**PROBLEM TO SOLVE:**
Rewrite every line of the listing below as a numbered list, leaving out blank lines and any pictures.

**DATA EXTRACT:**
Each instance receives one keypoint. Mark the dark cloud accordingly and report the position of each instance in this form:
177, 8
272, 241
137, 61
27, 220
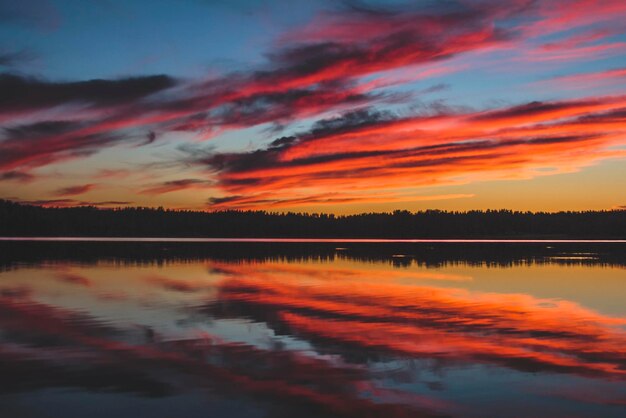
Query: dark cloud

**WRITTEN ANSWER:**
1. Each instance receives one keypoint. Mark the dark cloud accordingly and report the position of each instance in this form:
2. 177, 8
3. 272, 241
4. 137, 61
5. 27, 220
6. Query: dark cloud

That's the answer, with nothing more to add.